* Exercise
Reproduce every line of the listing below verbatim, in the same order.

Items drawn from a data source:
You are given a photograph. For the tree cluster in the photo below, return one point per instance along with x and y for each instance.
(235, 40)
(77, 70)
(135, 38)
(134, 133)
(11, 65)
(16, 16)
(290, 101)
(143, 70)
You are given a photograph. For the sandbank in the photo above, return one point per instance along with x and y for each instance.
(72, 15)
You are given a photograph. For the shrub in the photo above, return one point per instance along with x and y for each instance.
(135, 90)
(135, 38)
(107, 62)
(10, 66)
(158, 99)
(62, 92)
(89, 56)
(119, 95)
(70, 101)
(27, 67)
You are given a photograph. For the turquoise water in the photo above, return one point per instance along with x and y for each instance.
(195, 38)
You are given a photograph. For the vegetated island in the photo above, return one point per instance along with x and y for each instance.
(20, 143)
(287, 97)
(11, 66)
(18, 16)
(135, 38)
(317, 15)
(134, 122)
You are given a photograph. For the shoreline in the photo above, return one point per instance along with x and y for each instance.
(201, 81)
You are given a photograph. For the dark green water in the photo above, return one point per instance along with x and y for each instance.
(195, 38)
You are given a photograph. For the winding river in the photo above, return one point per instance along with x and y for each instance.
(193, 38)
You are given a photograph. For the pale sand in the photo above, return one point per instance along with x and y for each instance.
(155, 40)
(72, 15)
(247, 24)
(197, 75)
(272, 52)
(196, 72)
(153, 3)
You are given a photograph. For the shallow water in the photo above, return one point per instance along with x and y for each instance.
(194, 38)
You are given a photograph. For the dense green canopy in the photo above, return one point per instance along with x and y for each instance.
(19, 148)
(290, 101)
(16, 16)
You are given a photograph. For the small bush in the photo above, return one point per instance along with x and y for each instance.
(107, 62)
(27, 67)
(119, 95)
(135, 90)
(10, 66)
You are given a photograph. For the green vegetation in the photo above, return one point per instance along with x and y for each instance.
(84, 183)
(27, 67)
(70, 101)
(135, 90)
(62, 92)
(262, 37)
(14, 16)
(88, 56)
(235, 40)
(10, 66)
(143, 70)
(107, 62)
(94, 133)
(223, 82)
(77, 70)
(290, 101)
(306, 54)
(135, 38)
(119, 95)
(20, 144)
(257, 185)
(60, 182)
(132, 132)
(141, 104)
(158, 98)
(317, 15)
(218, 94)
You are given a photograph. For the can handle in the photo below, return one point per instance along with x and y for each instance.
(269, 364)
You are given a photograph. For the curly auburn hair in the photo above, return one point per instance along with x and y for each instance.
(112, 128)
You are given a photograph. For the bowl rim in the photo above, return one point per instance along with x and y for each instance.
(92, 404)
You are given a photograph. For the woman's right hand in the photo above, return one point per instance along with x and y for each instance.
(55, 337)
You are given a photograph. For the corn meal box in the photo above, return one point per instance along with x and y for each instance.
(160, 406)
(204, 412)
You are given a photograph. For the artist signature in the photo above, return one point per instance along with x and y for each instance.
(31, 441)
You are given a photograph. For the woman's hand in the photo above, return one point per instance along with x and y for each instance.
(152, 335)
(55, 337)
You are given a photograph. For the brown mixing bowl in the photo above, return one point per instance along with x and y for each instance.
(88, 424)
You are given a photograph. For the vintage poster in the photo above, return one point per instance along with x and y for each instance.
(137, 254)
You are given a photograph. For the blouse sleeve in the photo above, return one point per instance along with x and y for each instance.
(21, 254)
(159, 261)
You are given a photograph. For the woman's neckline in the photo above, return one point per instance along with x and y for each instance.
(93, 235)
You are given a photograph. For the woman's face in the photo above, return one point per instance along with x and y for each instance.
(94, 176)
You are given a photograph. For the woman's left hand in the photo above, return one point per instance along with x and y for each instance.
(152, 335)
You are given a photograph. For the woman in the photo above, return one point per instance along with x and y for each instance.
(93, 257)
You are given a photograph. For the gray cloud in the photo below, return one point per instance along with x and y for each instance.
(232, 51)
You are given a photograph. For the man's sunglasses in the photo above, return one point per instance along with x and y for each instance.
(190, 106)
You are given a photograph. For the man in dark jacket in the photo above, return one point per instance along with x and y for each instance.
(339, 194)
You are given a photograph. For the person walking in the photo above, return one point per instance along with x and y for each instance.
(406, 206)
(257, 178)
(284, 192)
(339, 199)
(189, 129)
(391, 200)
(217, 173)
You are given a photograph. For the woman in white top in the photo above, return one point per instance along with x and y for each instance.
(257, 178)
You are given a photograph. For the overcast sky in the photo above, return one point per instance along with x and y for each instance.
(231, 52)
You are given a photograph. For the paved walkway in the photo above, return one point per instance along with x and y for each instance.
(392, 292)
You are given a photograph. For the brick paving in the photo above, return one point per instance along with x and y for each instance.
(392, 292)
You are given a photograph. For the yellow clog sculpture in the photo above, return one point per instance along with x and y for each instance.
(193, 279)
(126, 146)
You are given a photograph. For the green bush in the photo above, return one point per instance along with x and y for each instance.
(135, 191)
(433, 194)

* Problem solution
You are given a photograph. For the tree cluster in the photo below, return one point per instance along with x and y for each instance.
(235, 40)
(77, 70)
(135, 38)
(134, 133)
(11, 65)
(16, 16)
(290, 101)
(143, 70)
You are given a photograph. For the sandbank in the photo above, return one point per instance along with x and y for each instance.
(72, 15)
You are given a photograph. For the shrub in the photo above, return one point per instance along with x and y for each instance.
(135, 90)
(135, 38)
(107, 62)
(10, 66)
(158, 99)
(62, 92)
(89, 56)
(119, 95)
(70, 101)
(27, 67)
You are given a photograph. For the turquoise water in the photo above, return one point per instance along with x and y for each instance.
(195, 38)
You are given a photograph. For the vegetated island in the photo above, return one point per instance along with x and y for each instance.
(20, 143)
(287, 97)
(11, 66)
(18, 16)
(135, 38)
(317, 15)
(134, 122)
You are given a photograph. For the shoreline in the photo above, return one point per instance along with x and y for each instance.
(201, 81)
You are given a photograph. For the dark green water in the photo above, return one point per instance along with x and y for each instance.
(195, 38)
You are given a photograph. For the winding river in the photo above, return one point per instance along with x and y for each instance.
(193, 38)
You are given a photograph. For the pale sand in the photo above, return one point per instance along with x and y for each instance.
(155, 40)
(72, 15)
(247, 24)
(197, 75)
(272, 52)
(196, 72)
(153, 3)
You are given a photograph. For the shallow water in the photo above, return one point per instance along with x and y for each instance.
(194, 38)
You are given a photograph. For the dense green canopy in the photo above, return one point per instance along with x and y for each instance.
(19, 148)
(290, 101)
(16, 16)
You are given a photograph. For the small bush in the photo above, return one point per instance along with x and y for each instance.
(107, 62)
(27, 67)
(119, 95)
(135, 90)
(10, 66)
You are given a photograph. For the green vegetation in the photo above, return one point per instance along with x and y for each instance.
(84, 183)
(27, 67)
(70, 101)
(135, 90)
(62, 92)
(262, 37)
(14, 16)
(88, 56)
(235, 40)
(10, 66)
(143, 70)
(107, 62)
(94, 133)
(223, 82)
(77, 70)
(290, 101)
(306, 54)
(135, 38)
(119, 95)
(20, 144)
(257, 185)
(60, 182)
(132, 132)
(141, 104)
(158, 98)
(317, 15)
(218, 94)
You are given a photograph. For the can handle in the photo below, return one point per instance along with x and y for each instance.
(269, 364)
You are given a photograph. For the curly auburn hair in the photo above, return one point per instance along with x and y for each instance.
(112, 128)
You are given a photograph. For the bowl rim in the photo above, return one point per instance along with x and y for each instance.
(92, 404)
You are given a photograph. For the woman's right hand in the photo above, return one point per instance along with x and y for each instance.
(55, 337)
You are given a photograph. For the corn meal box in the photo above, return one point per instance along with x and y for each instance.
(160, 406)
(204, 412)
You are given a photograph. For the artist signature in the photo above, return one point per instance along with x and y for each instance.
(31, 441)
You are given a photograph. For the woman's hand in the photo above, return one point per instance along with x and y for each instance.
(152, 335)
(55, 337)
You are given a photograph. For the brown mixing bowl in the photo above, return one point per instance along with x and y for each instance.
(88, 424)
You are given a photograph. For the vintage poster in the photo above, return one point per instance along with x and y for each instance.
(137, 254)
You are given a photograph. For the blouse sleeve in the photo above, return one point per instance along with x and y for each instance.
(21, 254)
(159, 261)
You are given a photograph. For the woman's neckline in the photo above, return one point per instance along with x and y for each instance.
(93, 235)
You are given a photograph. For the woman's face in the photo above, return one point per instance along with x and y for each instance.
(94, 176)
You are given a photograph. For the woman's left hand in the photo above, return one point per instance along with x and y for each instance.
(152, 335)
You are given a photograph. For the woman in the photo above, return one point per instance along with x and y for each instance.
(93, 257)
You are given a photograph. For the gray cloud in the photo below, return one point per instance along with x and y for each instance.
(232, 51)
You are given a photograph. For the man's sunglasses in the photo above, return one point per instance along with x and y for each instance.
(190, 106)
You are given a photograph. For the man in dark jacket in the photo above, return one point per instance along with x and y for each instance.
(339, 194)
You are given a photograph. For the person walking in the photo above, return one point per instance along with x and y for each instance.
(406, 206)
(257, 178)
(284, 192)
(339, 199)
(189, 129)
(391, 200)
(217, 173)
You are given a photograph. For the woman in white top in the photo above, return one point per instance along with x and y for each instance.
(257, 178)
You are given a photograph. For the overcast sky in the photo above, return one point per instance along with x and y for each instance.
(231, 52)
You are given a photograph. For the paved walkway in the photo above, return one point per instance along with x and y for each instance.
(392, 292)
You are given a photograph. For the brick paving in the photo above, return one point per instance along with x and y for each instance.
(392, 292)
You are given a photograph. For the yellow clog sculpture in the photo above, return one point per instance along with x and y for each instance.
(193, 279)
(126, 146)
You are given a photograph. For the green bush in the photo above, return one point per instance along with x and y for each instance.
(135, 191)
(433, 194)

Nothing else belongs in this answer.